■ Exercise instructions:
(A) Reproduce verbatim the part of the SQL forum thread between "Can anyone help" and "you're looking for.", inclusive.
(B) In the SQL forum thread, which clause does the reply add to return only the empssns that appear fewer than three times?
(C) Write the next part of the SQL forum thread, picking up after its final line.

Steve Atkins wrote:
On Mon, Sep 20, 2004 at 02:27:41PM +0000, Matthew Wilson wrote:
I'm a noob SQL user, crossing over from SAS. I have a table with about
200k rows and one of the columns is empssn, which holds the employee
social security number. The same empssn may appear in lots of different
rows. I want to get a list of the 40 top empssns, sorted by the number
of times they appear in the table. I also want a list of the very rarest
empssns (ones that only appear once or twice).
Can anyone help me with this? BTW, this isn't a homework problem.
select empssn, count(*) from table
group by empssn
order by count(*) desc limit 40;
and
select empssn, count(*) from table
group by empssn
having count(*) < 3;
may be close to what you're looking for.

■ Dataset extract:

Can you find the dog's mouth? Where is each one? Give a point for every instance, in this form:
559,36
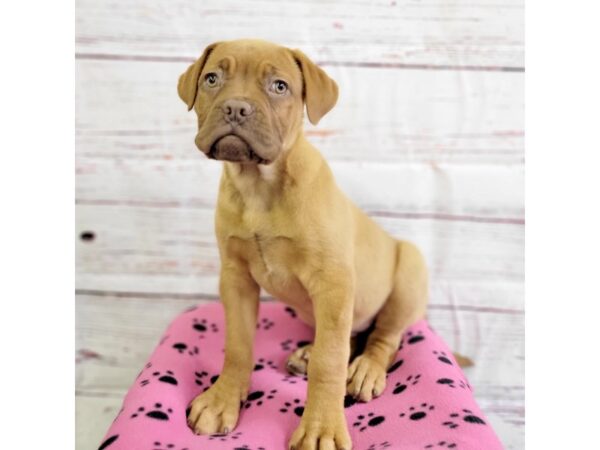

■ Answers per task:
(A)
Can anyone help me with this? BTW, this isn't a homework problem.
select empssn, count(*) from table
group by empssn
order by count(*) desc limit 40;
and
select empssn, count(*) from table
group by empssn
having count(*) < 3;
may be close to what you're looking for.

(B) having count(*) < 3

(C)
Cheers,
Steve
---------------------------(end of broadcast)---------------------------
TIP 9: the planner will ignore your desire to choose an index scan if your
joining column's datatypes do not match
to get the 10 rarest empssns, it should be fine to do:
SELECT empssn, count(*) from table
GROUP BY empssn
ORDER BY count(*) ASC LIMIT 10;
the only thing here change from the previous post is the ASC (ascending)
or DESC (descending) sort order.
the having count(*) < 3 is good but will only return rows if there are
empssn that only occur less then 3 times in the table.
however with a table with 200 000 records there is a chance/risk that
not any empssn occurs less then 3 times, in such a case the query with
the HAVING clause will return zero rows whereas the LIMIT 10 still will
give the 10 least frequent.